#### [Extract provided]
=====

The National Butterfly Center started in 2002 with an empty onion field. Since then, we’ve grown the center to 100 acres, containing thousands of plants of more than 200 species that are native to the Lower Rio Grande Valley. In turn, these plants have attracted many hundreds of thousands of approximately 240 butterfly species. As many as 200,000 individual butterflies of 100 species have been seen in a single day.

The plants, the butterflies and the other wildlife now there—including teeming bird life, bobcats, diverse native bees and dragonflies—attract more than 30,000 visitors from around the world each year. And, ecotourism in South Texas is estimated to generate about $500 million for the local economy per year. The center’s work isn’t just about butterflies; we are trying to conserve what little is left of the natural habitat in this part of Texas, which has disappeared because of agriculture and rapid population growth.

We never intended to get caught up in politics, but political machinations forced our hands.  The butterfly center is located on the U.S.-Mexico border. In 2017, the U.S. government started to build a wall through the center’s land, without first purchasing it or going through the legal proceedings required for eminent domain. So, NABA, not wanting the center to be cut in half, sued the U.S. government to halt construction. We were threatened even then by groups supporting the wall.

=====

#### [Given request 1]
Set down, word for word, everything in the butterfly center text from "We never intended" down to "supporting the wall.".
#### [Given request 2]
Answer these from the butterfly center text:
(a) What did the center start with in 2002?
(b) How many visitors does the center draw each year?
(c) In what year did the U.S. government start building a wall through the center's land?

#### [Given data]
=====

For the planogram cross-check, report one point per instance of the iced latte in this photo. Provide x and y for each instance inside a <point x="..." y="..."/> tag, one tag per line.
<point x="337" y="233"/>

=====

#### [Full solution 1]
We never intended to get caught up in politics, but political machinations forced our hands.  The butterfly center is located on the U.S.-Mexico border. In 2017, the U.S. government started to build a wall through the center’s land, without first purchasing it or going through the legal proceedings required for eminent domain. So, NABA, not wanting the center to be cut in half, sued the U.S. government to halt construction. We were threatened even then by groups supporting the wall.

#### [Full solution 2]
(a) An empty onion field.
(b) More than 30,000 visitors from around the world.
(c) 2017.